**AIM OF THE EXERCISE**
Repeat each of the following rows verbatim, keeping their order.
— begin EXCERPTED DATA —
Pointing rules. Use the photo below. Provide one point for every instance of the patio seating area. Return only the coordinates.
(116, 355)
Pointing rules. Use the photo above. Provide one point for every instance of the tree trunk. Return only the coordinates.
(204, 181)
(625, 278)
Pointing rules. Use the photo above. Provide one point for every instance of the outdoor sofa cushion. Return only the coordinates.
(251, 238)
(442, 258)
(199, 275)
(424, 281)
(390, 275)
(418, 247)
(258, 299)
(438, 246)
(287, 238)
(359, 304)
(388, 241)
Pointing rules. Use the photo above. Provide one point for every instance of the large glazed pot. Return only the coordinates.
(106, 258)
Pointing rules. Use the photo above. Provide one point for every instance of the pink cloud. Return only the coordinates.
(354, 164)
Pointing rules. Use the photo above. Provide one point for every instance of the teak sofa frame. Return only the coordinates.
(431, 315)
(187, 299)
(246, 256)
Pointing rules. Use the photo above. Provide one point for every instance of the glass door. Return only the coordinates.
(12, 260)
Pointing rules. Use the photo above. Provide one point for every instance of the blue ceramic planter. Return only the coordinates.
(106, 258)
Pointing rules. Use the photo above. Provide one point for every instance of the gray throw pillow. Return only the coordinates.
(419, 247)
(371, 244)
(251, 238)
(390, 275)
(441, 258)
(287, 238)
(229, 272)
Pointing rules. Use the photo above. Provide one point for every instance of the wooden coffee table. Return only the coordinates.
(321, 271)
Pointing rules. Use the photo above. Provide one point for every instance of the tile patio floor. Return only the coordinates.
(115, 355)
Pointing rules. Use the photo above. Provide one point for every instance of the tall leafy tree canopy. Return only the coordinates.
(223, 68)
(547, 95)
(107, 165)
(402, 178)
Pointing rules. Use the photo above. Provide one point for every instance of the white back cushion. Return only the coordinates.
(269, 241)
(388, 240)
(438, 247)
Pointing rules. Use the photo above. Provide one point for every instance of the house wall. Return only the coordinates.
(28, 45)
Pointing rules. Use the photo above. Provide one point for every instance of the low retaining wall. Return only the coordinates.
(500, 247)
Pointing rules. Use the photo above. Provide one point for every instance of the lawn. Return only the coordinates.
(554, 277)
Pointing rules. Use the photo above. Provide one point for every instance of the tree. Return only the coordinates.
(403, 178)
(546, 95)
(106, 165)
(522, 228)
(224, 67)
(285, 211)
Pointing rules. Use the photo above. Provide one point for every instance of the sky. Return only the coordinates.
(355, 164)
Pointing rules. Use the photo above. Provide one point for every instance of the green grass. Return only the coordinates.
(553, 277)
— end EXCERPTED DATA —
**TASK ANSWER**
Pointing rules. Use the photo below. Provide one point for every instance of the patio seating area. Return only the coordinates.
(116, 355)
Pointing rules. Use the photo above. Provide one point for every instance of the tree trunk. Return only the coordinates.
(204, 181)
(625, 278)
Pointing rules. Use the photo above. Provide one point for every instance of the outdoor sofa cushion. Return only the coordinates.
(251, 238)
(442, 258)
(199, 275)
(424, 281)
(390, 275)
(418, 247)
(258, 299)
(438, 246)
(287, 238)
(359, 304)
(388, 241)
Pointing rules. Use the photo above. Provide one point for every instance of the large glazed pot. Return only the coordinates.
(106, 258)
Pointing rules. Use the photo above. Provide one point for every instance of the pink cloud. Return only the coordinates.
(354, 164)
Pointing rules. Use the photo above. Provide one point for every instance of the teak sofa frame. Return only the coordinates.
(431, 315)
(187, 299)
(246, 256)
Pointing rules. Use the photo above. Provide one point for every instance of the glass door. Return only the coordinates.
(12, 260)
Pointing rules. Use the photo above. Provide one point for every instance of the blue ceramic planter. Return only the coordinates.
(106, 258)
Pointing rules. Use the photo above. Provide one point for every instance of the gray throw pillow. Return only the coordinates.
(419, 247)
(371, 244)
(251, 238)
(390, 275)
(441, 258)
(287, 238)
(229, 272)
Pointing rules. Use the photo above. Provide one point for every instance of the wooden coffee table. Return only the coordinates.
(321, 271)
Pointing rules. Use the photo above. Provide one point for every instance of the tile patio floor. Return only the coordinates.
(115, 355)
Pointing rules. Use the photo above. Provide one point for every instance of the tall leafy tree canopy. Return only the coordinates.
(223, 68)
(547, 95)
(107, 165)
(402, 178)
Pointing rules. Use the photo above. Provide one point for every instance of the white back cushion. Return only the coordinates.
(269, 241)
(388, 240)
(438, 247)
Pointing rules. Use the photo above. Provide one point for every instance of the house wall. Return only the coordinates.
(28, 45)
Pointing rules. Use the photo above. Provide one point for every instance of the low retaining wall. Return only the coordinates.
(500, 247)
Pointing rules. Use the photo above. Provide one point for every instance of the lawn. Return only the coordinates.
(554, 277)
Pointing rules. Use the photo above. Provide one point for every instance of the tree. Return only the coordinates.
(403, 178)
(546, 95)
(106, 165)
(522, 228)
(224, 67)
(285, 211)
Pointing rules. Use the photo above. Provide one point for every instance of the sky. Return only the coordinates.
(355, 164)
Pointing rules. Use the photo above. Provide one point for every instance of the green grass. Return only the coordinates.
(553, 277)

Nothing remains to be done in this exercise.